**ТЕКСТ**
════════════════

Марсель Пруст (1871–1922) старший из трех корифеев модернистского романа и, соответственно, самый традиционный из них. Этого родоначальника жанра с равным успехом можно назвать также могильщиком традиционного романа. Он подводил черту, и в его грандиозной семитомной эпопее «В поисках утраченного времени» отпечатались и застыли, словно мухи в янтаре, столетия французской литературы и мысли. «Поток сознания» у Пруста авторский и грамматически правильный, а не полифоничный и аграмматичный, как в «Улиссе» Джойса, ставшего жертвой собственных куда более радикальных и уже совершенно не читаемых «Поминок по Финнегану». Кафка также пал жертвой собственного художественно-философского радикализма. В «Процессе», «Замке» и притчах он бросил вызов Создателю и боролся с Ним, желая пройти во «врата Закона» или подняться по «лестнице Иакова», и был повержен, но не посрамил чести. Он – суицидальный герой.

Джойс затевал свою «книгу книг» с намерением включить в нее все основные смыслы и сюжеты греко-римо-христианской цивилизации и, описав скрупулезно день своих героев с утра и до ночи, вывести в пародийном ключе формулу человеческой жизни как таковой. Кафку не занимало ничто иное, кроме кратчайшей дороги в несуществующий или недоступный в принципе (невелика разница) Рай. По сравнению с этими одержимыми Пруст – респектабельный автор-долгожитель. Пятидесяти лет жизни и десяти лет сизифова труда писателю достало, чтобы справиться с поставленной им перед собой и стоящей перед каждым из нас задачей. А именно: собрать прожитую жизнь из разрозненных и траченных временем фрагментов, чтобы обрести целостность и постичь смысл всего случившегося с тобой. Искусство всегда пыталось противостоять времени, дающему жизнь и одновременно отбирающему ее (пушкинское «и каждый час уносит частичку бытия»). Поэтому «поиски утраченного времени» – это и есть задача задач искусства литературы. Пруст безошибочно выбрал цель.

════════════════

**ЗАДАНИЕ 1**
Ответьте по тексту о Прусте:
(а) Из скольких томов состоит эпопея «В поисках утраченного времени»?
(б) Жертвой какого своего произведения стал Джойс?
(в) Сколько лет труда понадобилось Прусту для решения своей задачи?
**ЗАДАНИЕ 2**
Согласуются ли с текстом о Прусте следующие утверждения? Ответьте «да» или «нет» и приведите решающие слова текста.
(а) «Поток сознания» у Пруста полифоничный и аграмматичный.
(б) Кафку занимала только кратчайшая дорога в Рай.
(в) Джойс описывал жизнь своих героев на протяжении многих лет.

════════════════

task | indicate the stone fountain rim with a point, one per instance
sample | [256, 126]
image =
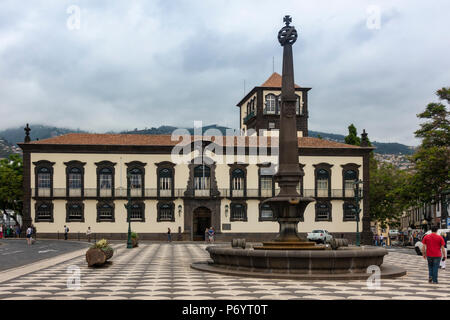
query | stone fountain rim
[340, 253]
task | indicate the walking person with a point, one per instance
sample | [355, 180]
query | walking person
[211, 234]
[18, 231]
[88, 234]
[433, 250]
[29, 235]
[66, 232]
[444, 257]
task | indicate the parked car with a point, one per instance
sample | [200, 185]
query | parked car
[393, 233]
[419, 245]
[319, 236]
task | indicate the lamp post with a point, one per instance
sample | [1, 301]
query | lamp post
[128, 207]
[357, 210]
[444, 211]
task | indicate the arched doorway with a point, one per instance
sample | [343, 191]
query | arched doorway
[201, 220]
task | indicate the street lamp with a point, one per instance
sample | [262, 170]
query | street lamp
[357, 210]
[444, 207]
[128, 207]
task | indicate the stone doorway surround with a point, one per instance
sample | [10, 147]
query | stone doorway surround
[201, 220]
[190, 208]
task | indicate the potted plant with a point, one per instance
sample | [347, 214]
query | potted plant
[99, 253]
[134, 239]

════════════════

**РЕШЕНИЕ 1**
(а) Из семи томов.
(б) «Поминок по Финнегану».
(в) Десять лет.

**РЕШЕНИЕ 2**
(а) Нет: «„Поток сознания“ у Пруста авторский и грамматически правильный, а не полифоничный и аграмматичный».
(б) Да: «Кафку не занимало ничто иное, кроме кратчайшей дороги в несуществующий или недоступный в принципе (невелика разница) Рай».
(в) Нет: «описав скрупулезно день своих героев с утра и до ночи».